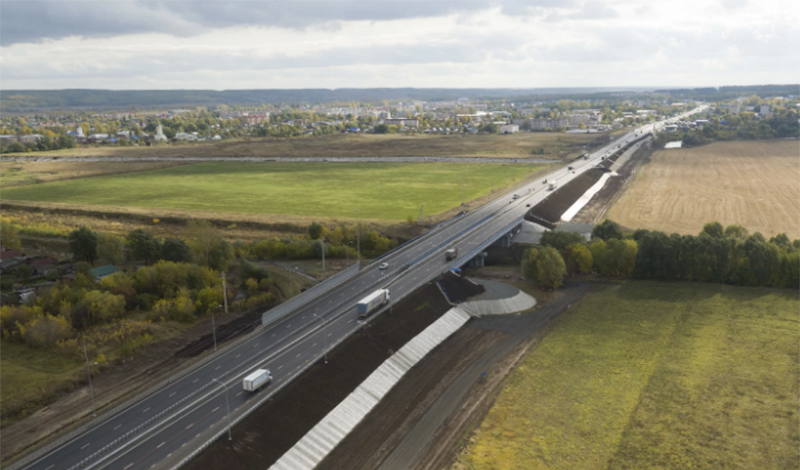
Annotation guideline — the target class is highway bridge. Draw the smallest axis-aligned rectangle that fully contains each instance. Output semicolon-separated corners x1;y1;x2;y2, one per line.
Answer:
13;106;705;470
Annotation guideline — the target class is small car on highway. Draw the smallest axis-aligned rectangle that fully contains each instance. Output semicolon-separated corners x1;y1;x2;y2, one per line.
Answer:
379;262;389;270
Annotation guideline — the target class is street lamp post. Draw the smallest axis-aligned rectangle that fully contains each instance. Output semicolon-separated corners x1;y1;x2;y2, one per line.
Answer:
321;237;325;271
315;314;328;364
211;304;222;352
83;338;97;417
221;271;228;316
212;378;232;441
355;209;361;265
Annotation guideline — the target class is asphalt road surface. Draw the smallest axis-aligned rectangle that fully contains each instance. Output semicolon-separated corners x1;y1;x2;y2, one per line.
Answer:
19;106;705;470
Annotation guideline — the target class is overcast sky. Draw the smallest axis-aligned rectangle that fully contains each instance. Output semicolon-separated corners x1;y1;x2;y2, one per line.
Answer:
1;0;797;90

---

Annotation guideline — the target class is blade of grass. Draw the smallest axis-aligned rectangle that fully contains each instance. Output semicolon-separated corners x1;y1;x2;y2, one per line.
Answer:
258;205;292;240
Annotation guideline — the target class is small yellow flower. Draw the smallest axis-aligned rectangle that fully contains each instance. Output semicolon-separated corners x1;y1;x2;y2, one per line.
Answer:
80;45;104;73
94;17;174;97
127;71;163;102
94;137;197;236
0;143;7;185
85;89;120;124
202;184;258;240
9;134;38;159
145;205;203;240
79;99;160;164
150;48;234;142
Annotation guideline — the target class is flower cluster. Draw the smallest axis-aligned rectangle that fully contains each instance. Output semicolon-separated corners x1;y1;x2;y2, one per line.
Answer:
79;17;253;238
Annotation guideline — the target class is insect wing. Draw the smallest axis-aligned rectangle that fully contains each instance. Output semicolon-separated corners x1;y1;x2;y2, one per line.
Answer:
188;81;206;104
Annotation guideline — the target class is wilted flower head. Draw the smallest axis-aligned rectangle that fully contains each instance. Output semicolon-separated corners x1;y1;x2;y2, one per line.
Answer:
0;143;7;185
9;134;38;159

---

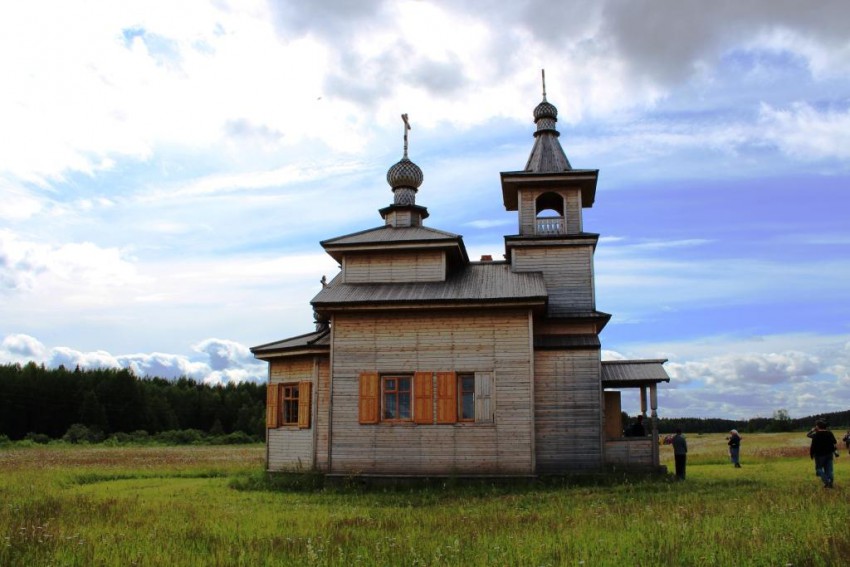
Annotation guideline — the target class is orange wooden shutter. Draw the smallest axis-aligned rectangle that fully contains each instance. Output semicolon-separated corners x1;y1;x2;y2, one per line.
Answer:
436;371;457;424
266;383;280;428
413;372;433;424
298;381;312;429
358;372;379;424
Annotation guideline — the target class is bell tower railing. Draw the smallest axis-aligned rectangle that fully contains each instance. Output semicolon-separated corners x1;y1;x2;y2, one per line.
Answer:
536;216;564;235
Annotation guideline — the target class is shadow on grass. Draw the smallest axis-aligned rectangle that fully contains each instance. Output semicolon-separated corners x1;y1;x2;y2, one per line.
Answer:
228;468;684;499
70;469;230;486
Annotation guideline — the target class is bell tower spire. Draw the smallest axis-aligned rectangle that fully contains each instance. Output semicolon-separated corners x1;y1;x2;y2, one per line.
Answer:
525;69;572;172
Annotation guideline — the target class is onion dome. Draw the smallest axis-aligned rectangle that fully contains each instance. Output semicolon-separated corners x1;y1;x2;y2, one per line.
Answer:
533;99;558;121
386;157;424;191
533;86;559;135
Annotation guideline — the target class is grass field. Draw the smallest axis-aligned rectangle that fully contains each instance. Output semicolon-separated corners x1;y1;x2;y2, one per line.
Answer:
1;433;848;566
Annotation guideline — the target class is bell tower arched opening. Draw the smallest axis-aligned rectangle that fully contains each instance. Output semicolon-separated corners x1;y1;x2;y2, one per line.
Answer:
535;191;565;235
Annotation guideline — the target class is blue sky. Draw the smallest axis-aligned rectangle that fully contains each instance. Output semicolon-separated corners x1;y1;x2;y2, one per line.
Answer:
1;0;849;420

*Exercise objective*. Report every line of the records that contains the word "flower".

*Response to this exercise*.
Annotation guideline — the target class is small yellow flower. Draw the smallest axis-aligned rectangle that fully contains each instance. Output semicolon-separated corners x1;y1;x2;y2, one per line.
Annotation guideline — the target class is flower cluster. Draw the smallest axis-aligned rectangle that fully contains each instance. Output semicolon-separated corners x1;y1;x2;y2, one per line.
Annotation guideline — the target class is wilted flower head. Draw the smallest axis-aligned rectangle that fully contains each instance. Output semicolon-separated corners x1;y1;x2;y2, one per line.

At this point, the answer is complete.